* _What needs to be done_: The lines to return are the one containing "of the finger" and all that follow it in the entries below, duplicated exactly and nothing else.

====== Exercise input ======

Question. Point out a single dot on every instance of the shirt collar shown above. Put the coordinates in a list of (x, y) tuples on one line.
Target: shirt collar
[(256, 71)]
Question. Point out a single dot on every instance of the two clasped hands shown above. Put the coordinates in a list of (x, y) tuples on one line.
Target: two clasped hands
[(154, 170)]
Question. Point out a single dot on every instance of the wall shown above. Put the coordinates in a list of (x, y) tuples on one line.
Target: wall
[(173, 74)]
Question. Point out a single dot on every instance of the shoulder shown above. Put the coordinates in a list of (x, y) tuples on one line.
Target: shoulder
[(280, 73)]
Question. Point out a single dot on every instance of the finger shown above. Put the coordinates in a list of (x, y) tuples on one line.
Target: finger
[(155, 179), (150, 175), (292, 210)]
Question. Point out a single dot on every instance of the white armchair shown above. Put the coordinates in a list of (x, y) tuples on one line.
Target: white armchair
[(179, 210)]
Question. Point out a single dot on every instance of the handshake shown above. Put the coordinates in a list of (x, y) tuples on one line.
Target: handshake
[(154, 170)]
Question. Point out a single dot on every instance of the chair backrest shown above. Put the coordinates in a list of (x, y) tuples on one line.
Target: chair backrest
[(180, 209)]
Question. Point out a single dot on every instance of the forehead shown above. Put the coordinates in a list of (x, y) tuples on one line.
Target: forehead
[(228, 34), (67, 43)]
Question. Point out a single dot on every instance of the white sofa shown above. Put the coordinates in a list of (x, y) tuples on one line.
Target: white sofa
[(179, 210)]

======

* _Answer section_:
Question. Point out a single dot on every instance of the finger shown above. Put the coordinates in a list of (x, y) tuples on one line.
Target: finger
[(155, 179), (150, 175), (292, 210)]
Question. Point out a single dot on every instance of the white armchair shown above. Put the coordinates in a list of (x, y) tuples on one line.
Target: white armchair
[(179, 210)]
Question. Point out a single dot on every instance of the handshake shown above. Put the coordinates in a list of (x, y) tuples on one line.
Target: handshake
[(154, 170)]
Question. Point out a single dot on every instance of the chair backrest shown above. Put the coordinates in a list of (x, y) tuples on one line.
Target: chair backrest
[(180, 209)]
Question. Point out a single dot on every instance of the forehead shown above. Put the coordinates in a list of (x, y) tuples on one line.
Target: forehead
[(228, 34), (67, 43)]
Question. Point out a single dot on every instance of the white sofa shown above. Put the coordinates in a list of (x, y) tuples on one line.
Target: white sofa
[(179, 210)]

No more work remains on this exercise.